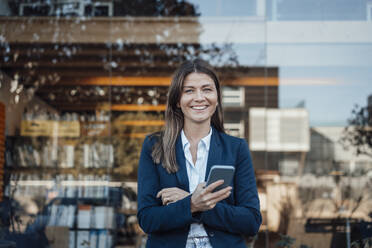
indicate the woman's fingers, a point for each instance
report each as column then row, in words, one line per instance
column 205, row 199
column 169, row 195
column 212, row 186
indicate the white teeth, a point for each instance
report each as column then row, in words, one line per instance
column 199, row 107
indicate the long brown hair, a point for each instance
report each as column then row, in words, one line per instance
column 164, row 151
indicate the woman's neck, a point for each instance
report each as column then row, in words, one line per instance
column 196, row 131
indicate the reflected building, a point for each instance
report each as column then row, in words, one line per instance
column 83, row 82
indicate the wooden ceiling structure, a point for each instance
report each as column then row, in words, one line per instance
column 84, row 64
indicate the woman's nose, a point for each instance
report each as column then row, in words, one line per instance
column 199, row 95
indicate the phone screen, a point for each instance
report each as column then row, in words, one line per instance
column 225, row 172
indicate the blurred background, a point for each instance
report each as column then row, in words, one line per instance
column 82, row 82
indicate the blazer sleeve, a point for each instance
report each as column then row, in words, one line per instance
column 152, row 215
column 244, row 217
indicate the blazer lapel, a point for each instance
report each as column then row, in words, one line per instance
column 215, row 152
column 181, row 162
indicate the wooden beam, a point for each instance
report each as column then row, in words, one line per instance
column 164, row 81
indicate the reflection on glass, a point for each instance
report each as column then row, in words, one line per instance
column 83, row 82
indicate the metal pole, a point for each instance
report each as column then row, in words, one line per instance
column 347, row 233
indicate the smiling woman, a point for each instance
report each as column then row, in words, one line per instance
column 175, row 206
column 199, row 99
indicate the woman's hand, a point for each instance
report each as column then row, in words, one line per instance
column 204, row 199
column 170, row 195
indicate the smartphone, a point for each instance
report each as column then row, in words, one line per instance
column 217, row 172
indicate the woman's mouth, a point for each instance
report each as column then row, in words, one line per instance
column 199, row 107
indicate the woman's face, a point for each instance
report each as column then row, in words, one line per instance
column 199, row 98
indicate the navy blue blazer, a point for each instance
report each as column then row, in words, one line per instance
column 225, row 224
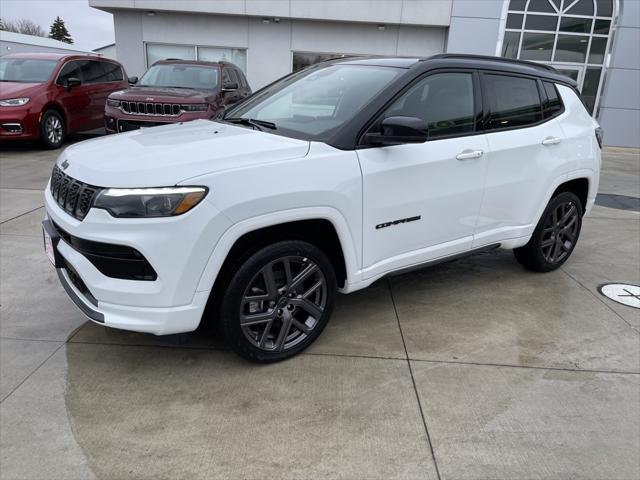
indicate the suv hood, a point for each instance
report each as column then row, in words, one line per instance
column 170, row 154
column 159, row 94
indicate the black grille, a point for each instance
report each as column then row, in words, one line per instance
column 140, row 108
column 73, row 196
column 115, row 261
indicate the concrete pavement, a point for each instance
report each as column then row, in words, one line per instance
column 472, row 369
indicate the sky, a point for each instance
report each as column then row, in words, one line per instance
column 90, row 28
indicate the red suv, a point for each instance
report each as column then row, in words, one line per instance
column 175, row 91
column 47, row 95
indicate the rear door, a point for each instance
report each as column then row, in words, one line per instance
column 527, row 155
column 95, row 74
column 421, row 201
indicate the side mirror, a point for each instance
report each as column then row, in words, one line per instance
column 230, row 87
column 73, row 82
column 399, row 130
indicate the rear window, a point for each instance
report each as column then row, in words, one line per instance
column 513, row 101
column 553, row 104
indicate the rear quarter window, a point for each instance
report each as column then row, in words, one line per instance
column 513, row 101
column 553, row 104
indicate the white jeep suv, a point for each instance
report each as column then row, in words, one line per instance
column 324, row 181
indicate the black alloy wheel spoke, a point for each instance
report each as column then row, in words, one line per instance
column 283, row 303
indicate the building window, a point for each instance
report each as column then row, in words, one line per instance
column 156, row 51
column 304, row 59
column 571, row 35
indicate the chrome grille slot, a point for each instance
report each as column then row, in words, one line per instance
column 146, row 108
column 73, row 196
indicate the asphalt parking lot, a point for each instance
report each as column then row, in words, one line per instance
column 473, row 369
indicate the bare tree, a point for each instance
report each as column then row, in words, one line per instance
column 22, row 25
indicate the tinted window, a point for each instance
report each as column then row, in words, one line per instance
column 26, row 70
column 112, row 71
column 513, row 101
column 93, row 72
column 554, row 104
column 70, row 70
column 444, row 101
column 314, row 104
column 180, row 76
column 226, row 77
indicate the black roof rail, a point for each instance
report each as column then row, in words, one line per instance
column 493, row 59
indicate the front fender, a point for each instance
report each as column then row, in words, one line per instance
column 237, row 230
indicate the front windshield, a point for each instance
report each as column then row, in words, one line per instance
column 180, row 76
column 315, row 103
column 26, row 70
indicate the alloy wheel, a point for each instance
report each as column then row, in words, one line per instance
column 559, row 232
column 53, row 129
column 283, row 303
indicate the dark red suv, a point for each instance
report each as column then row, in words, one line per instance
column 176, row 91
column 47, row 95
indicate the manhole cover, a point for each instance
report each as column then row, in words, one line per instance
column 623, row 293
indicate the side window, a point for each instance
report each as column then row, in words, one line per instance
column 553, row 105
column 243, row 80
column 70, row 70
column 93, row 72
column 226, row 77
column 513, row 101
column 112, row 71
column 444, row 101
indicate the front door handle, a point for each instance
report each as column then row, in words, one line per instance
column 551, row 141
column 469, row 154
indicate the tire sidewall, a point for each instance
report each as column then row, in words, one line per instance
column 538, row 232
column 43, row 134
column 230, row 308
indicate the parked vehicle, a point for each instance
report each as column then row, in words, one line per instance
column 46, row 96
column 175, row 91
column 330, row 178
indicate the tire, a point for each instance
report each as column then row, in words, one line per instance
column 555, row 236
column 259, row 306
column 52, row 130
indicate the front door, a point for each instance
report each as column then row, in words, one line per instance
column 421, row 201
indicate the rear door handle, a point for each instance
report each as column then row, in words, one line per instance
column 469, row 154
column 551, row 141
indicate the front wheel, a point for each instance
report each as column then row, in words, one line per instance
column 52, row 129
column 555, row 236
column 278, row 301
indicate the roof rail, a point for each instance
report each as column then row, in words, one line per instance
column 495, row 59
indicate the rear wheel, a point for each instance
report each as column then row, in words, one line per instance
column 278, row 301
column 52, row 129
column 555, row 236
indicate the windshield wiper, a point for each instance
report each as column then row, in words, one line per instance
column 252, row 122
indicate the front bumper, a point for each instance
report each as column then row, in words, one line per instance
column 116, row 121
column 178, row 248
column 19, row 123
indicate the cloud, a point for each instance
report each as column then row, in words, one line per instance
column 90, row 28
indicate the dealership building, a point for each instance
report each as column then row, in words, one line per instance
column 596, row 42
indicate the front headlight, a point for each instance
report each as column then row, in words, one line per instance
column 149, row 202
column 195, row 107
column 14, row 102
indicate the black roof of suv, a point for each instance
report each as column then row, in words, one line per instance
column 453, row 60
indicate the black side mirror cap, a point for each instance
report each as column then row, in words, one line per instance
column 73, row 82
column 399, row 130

STATED EXERCISE »
Please pull every line of text from all the items above and reproduce it word for word, leaving the pictures out of your answer.

EXPECTED ANSWER »
indicate the woman's fingers, a point for each instance
report each as column then row, in words, one line per instance
column 205, row 199
column 169, row 195
column 212, row 186
indicate the white teeth, a point for each instance
report each as column then row, in words, one line per instance
column 199, row 107
indicate the long brown hair, a point for each instance
report each as column then row, in words, one line per instance
column 164, row 151
indicate the woman's neck, a point for each instance
report each as column then row, in words, one line per instance
column 196, row 131
indicate the reflected building, a point for each instance
report each as column then row, in words, one line per instance
column 83, row 82
indicate the wooden ceiling structure, a point for each instance
report each as column then row, in words, one line per instance
column 84, row 64
indicate the woman's nose, a point for each instance
report each as column then row, in words, one line per instance
column 199, row 95
indicate the phone screen, a point for each instance
report each as column then row, in words, one line per instance
column 225, row 172
indicate the blurred background, a point for each instance
report each as column then row, in words, one line per instance
column 82, row 82
indicate the blazer sleeve, a point for each instance
report each as column then row, in words, one line per instance
column 152, row 215
column 244, row 217
indicate the blazer lapel, a point for each instance
report each as column then row, in words, one line per instance
column 215, row 152
column 181, row 162
indicate the wooden beam, a point for each instance
report each as column then row, in words, one line per instance
column 164, row 81
indicate the reflection on glass, a point for each instance
report each as column then row, in words, one line per instance
column 83, row 82
indicate the metal pole, a point for each instance
report each as column then row, in words, one line per instance
column 347, row 233
indicate the smiling woman, a point for each instance
report each as column then row, in words, one line per instance
column 175, row 206
column 199, row 99
indicate the woman's hand, a point for each instance
report each as column then row, in words, one line per instance
column 204, row 199
column 170, row 195
indicate the smartphone, a point for each instance
report each as column then row, in words, one line per instance
column 217, row 172
indicate the woman's mouth, a point for each instance
report each as column then row, in words, one line per instance
column 199, row 107
indicate the woman's face, a point for each instance
report each as column then row, in words, one line per instance
column 199, row 98
indicate the navy blue blazer, a point for each instance
report each as column then row, in words, one line per instance
column 225, row 224
indicate the suv hood, a point for each instance
report each as column then row, in words, one line per instance
column 170, row 154
column 159, row 94
indicate the black grille, a point for each instance
report each as column then row, in words, one line per instance
column 140, row 108
column 73, row 196
column 115, row 261
indicate the concrete pavement, a point for each instance
report each as column then row, in words, one line per instance
column 472, row 369
indicate the sky, a point for each instance
report each as column then row, in words, one line per instance
column 90, row 28
indicate the red suv, a point for each instance
report each as column then row, in words, one line per instance
column 175, row 91
column 47, row 95
indicate the rear door, a point for each instance
report each as column then row, in words, one line per instance
column 527, row 155
column 95, row 74
column 421, row 201
indicate the side mirror, a point for each instance
report each as column then row, in words, one line per instance
column 230, row 87
column 73, row 82
column 399, row 130
indicate the rear window, a point for each instance
report each as column then row, in words, one line per instance
column 513, row 101
column 553, row 104
indicate the rear quarter window, a point for each instance
report each as column then row, in words, one line per instance
column 513, row 101
column 553, row 104
indicate the white jeep suv, a point for each instance
report each as column then row, in words, one line per instance
column 324, row 181
indicate the black alloy wheel spoke, a point for each instance
report each as column then row, in words, one line per instance
column 283, row 303
indicate the building window, a point for each instance
report each as column then row, in words, one line per instance
column 156, row 51
column 304, row 59
column 571, row 35
indicate the chrome grille slot, a point for each instance
report each as column then row, in words, one line per instance
column 146, row 108
column 73, row 196
indicate the asphalt parking lot, a point for each instance
report each as column then row, in words, one line per instance
column 473, row 369
indicate the bare tree, a point for each instance
report each as column then row, in words, one line per instance
column 22, row 25
indicate the tinted window, a point for each instance
report each as column then row, in words, one line per instance
column 26, row 70
column 112, row 71
column 513, row 101
column 93, row 72
column 554, row 104
column 70, row 70
column 444, row 101
column 314, row 104
column 180, row 76
column 226, row 77
indicate the black roof rail, a point for each instance
report each as column then row, in words, one line per instance
column 493, row 59
indicate the front fender, a point for each instance
report each as column then row, in words, one line per instance
column 237, row 230
indicate the front windshield, a point for each instance
report each as column then row, in words, one line per instance
column 180, row 76
column 315, row 103
column 26, row 70
indicate the alloy wheel, a point for each instance
report each as column then row, in words, one line per instance
column 559, row 232
column 53, row 129
column 283, row 303
indicate the dark red suv, a point for each instance
report each as column then row, in words, one line per instance
column 176, row 91
column 47, row 95
indicate the manhole cover, a point for each instance
report each as column then row, in words, one line per instance
column 623, row 293
indicate the side window, a point for each instance
report each as column then row, in words, one line per instance
column 553, row 105
column 243, row 80
column 70, row 70
column 93, row 72
column 226, row 77
column 513, row 101
column 112, row 71
column 444, row 101
indicate the front door handle, a point for each instance
report each as column then row, in words, one line per instance
column 551, row 141
column 469, row 154
indicate the tire sidewall, a point for each instance
report each as column then row, in words, one line per instance
column 538, row 232
column 43, row 134
column 230, row 308
indicate the parked vehicle, a point for each instance
report each as column then row, in words, one line per instance
column 46, row 96
column 175, row 91
column 330, row 178
indicate the tire, a point for each instance
report each as column then row, in words, one line per instance
column 555, row 236
column 259, row 306
column 52, row 130
indicate the front door, a point for each instance
report each as column then row, in words, one line per instance
column 421, row 201
indicate the rear door handle, a point for each instance
report each as column then row, in words, one line per instance
column 469, row 154
column 551, row 141
indicate the front wheel, a point for each instance
report each as column then row, in words, one line per instance
column 52, row 129
column 555, row 236
column 278, row 301
indicate the roof rail, a point for each instance
report each as column then row, in words, one line per instance
column 495, row 59
indicate the rear wheel, a point for each instance
report each as column then row, in words, one line per instance
column 278, row 301
column 52, row 129
column 555, row 236
indicate the windshield wiper, a point for each instance
report each as column then row, in words, one line per instance
column 252, row 122
indicate the front bumper, a point for each instance
report each as column then row, in words, one line per instance
column 116, row 121
column 178, row 248
column 19, row 123
indicate the cloud, a point for each instance
report each as column then row, in words, one line per instance
column 90, row 28
indicate the dealership building, a point for each instance
report each as column then row, in words, one line per instance
column 596, row 42
indicate the front headlight, a point for each instance
report each as column then row, in words, one line per instance
column 149, row 202
column 195, row 107
column 14, row 102
indicate the black roof of suv, a point for each instance
report each as column then row, in words, one line per instance
column 453, row 60
indicate the black side mirror cap, a point for each instance
report each as column then row, in words, one line per instance
column 73, row 82
column 399, row 130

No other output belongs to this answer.